Begin Records for this exercise

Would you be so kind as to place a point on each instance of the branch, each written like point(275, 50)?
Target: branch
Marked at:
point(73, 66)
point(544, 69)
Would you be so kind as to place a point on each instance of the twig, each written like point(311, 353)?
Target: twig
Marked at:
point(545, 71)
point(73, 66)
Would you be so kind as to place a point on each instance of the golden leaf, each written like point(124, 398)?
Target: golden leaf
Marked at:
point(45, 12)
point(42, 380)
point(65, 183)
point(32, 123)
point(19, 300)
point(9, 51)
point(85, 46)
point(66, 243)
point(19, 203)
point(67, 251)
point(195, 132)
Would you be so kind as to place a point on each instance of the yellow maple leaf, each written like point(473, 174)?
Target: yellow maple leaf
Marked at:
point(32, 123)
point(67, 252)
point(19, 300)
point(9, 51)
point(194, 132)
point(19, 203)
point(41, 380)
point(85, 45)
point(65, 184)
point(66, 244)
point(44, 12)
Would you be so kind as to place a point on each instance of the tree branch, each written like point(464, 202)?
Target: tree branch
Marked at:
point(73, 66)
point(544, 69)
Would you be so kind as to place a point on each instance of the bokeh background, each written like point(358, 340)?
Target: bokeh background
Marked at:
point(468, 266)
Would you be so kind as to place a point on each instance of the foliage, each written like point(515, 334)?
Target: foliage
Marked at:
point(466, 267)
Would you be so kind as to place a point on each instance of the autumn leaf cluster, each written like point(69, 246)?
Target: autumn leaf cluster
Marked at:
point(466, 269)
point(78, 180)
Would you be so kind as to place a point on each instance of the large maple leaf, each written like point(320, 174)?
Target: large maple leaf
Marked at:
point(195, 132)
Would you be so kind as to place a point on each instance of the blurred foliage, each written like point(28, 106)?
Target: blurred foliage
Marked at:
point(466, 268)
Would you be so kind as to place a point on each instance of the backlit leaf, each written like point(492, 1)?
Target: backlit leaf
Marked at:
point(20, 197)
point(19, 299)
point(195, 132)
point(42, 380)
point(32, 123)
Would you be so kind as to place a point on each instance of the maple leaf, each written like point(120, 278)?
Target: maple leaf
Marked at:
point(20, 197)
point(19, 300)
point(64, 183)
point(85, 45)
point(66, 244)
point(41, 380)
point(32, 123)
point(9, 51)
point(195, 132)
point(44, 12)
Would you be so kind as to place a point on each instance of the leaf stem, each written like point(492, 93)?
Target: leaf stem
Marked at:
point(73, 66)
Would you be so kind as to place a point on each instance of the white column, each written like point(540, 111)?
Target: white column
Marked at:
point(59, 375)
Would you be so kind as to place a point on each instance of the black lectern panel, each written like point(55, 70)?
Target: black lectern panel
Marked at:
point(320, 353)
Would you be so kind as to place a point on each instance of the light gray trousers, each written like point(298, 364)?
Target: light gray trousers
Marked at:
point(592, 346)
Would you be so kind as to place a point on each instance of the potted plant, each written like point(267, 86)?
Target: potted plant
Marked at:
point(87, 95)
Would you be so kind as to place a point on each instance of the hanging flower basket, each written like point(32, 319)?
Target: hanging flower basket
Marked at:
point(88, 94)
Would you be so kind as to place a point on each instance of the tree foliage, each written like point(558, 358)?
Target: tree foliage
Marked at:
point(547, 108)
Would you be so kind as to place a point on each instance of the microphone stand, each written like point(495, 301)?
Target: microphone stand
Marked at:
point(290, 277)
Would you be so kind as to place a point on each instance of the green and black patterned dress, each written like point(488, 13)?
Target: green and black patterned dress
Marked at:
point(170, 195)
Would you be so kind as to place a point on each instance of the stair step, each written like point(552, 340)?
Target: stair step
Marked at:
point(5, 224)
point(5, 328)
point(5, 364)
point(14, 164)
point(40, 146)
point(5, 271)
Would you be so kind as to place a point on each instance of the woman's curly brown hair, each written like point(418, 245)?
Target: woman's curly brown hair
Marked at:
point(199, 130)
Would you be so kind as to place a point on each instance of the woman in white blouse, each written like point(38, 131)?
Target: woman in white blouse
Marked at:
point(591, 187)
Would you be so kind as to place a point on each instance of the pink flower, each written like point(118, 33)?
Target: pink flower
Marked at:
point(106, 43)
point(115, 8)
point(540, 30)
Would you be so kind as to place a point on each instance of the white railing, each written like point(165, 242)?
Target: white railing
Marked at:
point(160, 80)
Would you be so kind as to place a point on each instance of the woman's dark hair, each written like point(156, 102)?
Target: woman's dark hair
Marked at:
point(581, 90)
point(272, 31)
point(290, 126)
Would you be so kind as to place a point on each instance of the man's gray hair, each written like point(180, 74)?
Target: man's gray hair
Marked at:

End Records for this exercise

▶ **Goal**: Reproduce all of the data above word for word, keeping every line unchanged.

▶ **Completed exercise**:
Would you be so kind as to place a point on each instance of the branch, each written like point(275, 50)?
Target: branch
Marked at:
point(73, 66)
point(544, 69)
Would you be so kind as to place a point on each instance of the twig, each written like point(311, 353)?
Target: twig
Marked at:
point(545, 71)
point(73, 66)
Would you be so kind as to place a point on each instance of the golden leaf, each written like point(124, 398)?
Target: golden leaf
Marked at:
point(45, 12)
point(42, 380)
point(65, 183)
point(32, 123)
point(19, 300)
point(9, 51)
point(85, 46)
point(66, 243)
point(19, 203)
point(67, 251)
point(195, 132)
Would you be so kind as to place a point on each instance of the yellow maple leaf, each written like point(473, 174)?
Target: yellow maple leaf
Marked at:
point(32, 123)
point(67, 252)
point(19, 300)
point(9, 51)
point(194, 132)
point(19, 203)
point(41, 380)
point(85, 45)
point(65, 184)
point(66, 244)
point(44, 12)
Would you be so kind as to place a point on each instance of the tree branch, each written like point(464, 202)?
Target: tree branch
Marked at:
point(73, 66)
point(544, 69)
Would you be so kind as to place a point on each instance of the bokeh background, each written like point(358, 340)?
Target: bokeh background
Marked at:
point(468, 266)
Would you be so kind as to place a point on each instance of the foliage, each written like point(515, 334)?
Target: foliage
Marked at:
point(466, 267)
Would you be so kind as to place a point on each instance of the autumn leaf cluster, each written like point(69, 246)?
Target: autumn leaf cluster
Marked at:
point(466, 269)
point(78, 180)
Would you be so kind as to place a point on each instance of the large maple leaf, each written like point(320, 174)?
Target: large maple leaf
Marked at:
point(195, 132)
Would you be so kind as to place a point on each instance of the blurred foliage, each written like point(28, 106)?
Target: blurred foliage
Marked at:
point(466, 268)
Would you be so kind as to place a point on each instance of the backlit leaf, each written like point(492, 1)?
Target: backlit leaf
Marked at:
point(20, 197)
point(19, 299)
point(195, 132)
point(42, 380)
point(32, 123)
Would you be so kind as to place a point on each instance of the maple leaf, each written like point(120, 278)?
Target: maple leaf
Marked at:
point(20, 197)
point(19, 300)
point(64, 183)
point(85, 45)
point(66, 244)
point(41, 380)
point(32, 123)
point(9, 51)
point(195, 132)
point(44, 12)
Would you be so kind as to place a point on each instance of the leaf stem, each written like point(492, 93)?
Target: leaf stem
Marked at:
point(73, 66)
Would you be so kind as to place a point on each instance of the white column, each written like point(540, 111)?
Target: white column
Marked at:
point(59, 375)
Would you be so kind as to place a point on each instance of the black lectern panel, each written like point(55, 70)?
Target: black lectern panel
Marked at:
point(320, 353)
Would you be so kind as to place a point on each instance of the light gray trousers, each written like point(298, 364)?
Target: light gray trousers
Marked at:
point(592, 346)
Would you be so kind as to place a point on each instance of the potted plant, each written like point(267, 86)?
Target: potted plant
Marked at:
point(87, 95)
Would you be so kind as to place a point on each instance of the hanging flower basket, each written like point(32, 319)?
Target: hanging flower basket
Marked at:
point(88, 94)
Would you be so kind as to place a point on each instance of the tree foliage, each written like point(558, 358)?
Target: tree foliage
Marked at:
point(547, 108)
Would you be so kind as to place a point on each instance of the microphone stand, each written like point(495, 301)?
Target: microphone stand
Marked at:
point(290, 277)
Would you be so kind as to place a point on each instance of the green and black patterned dress, each written like point(488, 13)?
Target: green and black patterned dress
Marked at:
point(170, 195)
Would you be so kind as to place a point on each instance of the stair step, each written like point(552, 340)?
Target: stair step
Marked at:
point(5, 224)
point(5, 328)
point(5, 364)
point(14, 164)
point(40, 146)
point(5, 271)
Would you be so kind as to place a point on each instance of the woman's curly brown hair, each written like point(418, 245)?
Target: woman's curly brown hair
Marked at:
point(199, 130)
Would you be so kind as to place a point on each instance of the woman in white blouse, each written like point(38, 131)?
Target: woman in white blouse
Marked at:
point(591, 187)
Would you be so kind as to place a point on each instance of the pink flower, each written like point(118, 33)?
Target: pink flower
Marked at:
point(106, 43)
point(115, 8)
point(540, 30)
Would you be so kind as to place a point on each instance of the white railing, each written like point(165, 242)?
Target: white railing
Marked at:
point(160, 80)
Would you be so kind as to place a point on each instance of the woman's dark hair, each written like point(156, 102)?
Target: woman's dark hair
Marked at:
point(581, 90)
point(272, 31)
point(290, 126)
Would you be so kind as to place a point on each instance of the man's gray hair, each written like point(180, 74)?
Target: man's gray hair
Marked at:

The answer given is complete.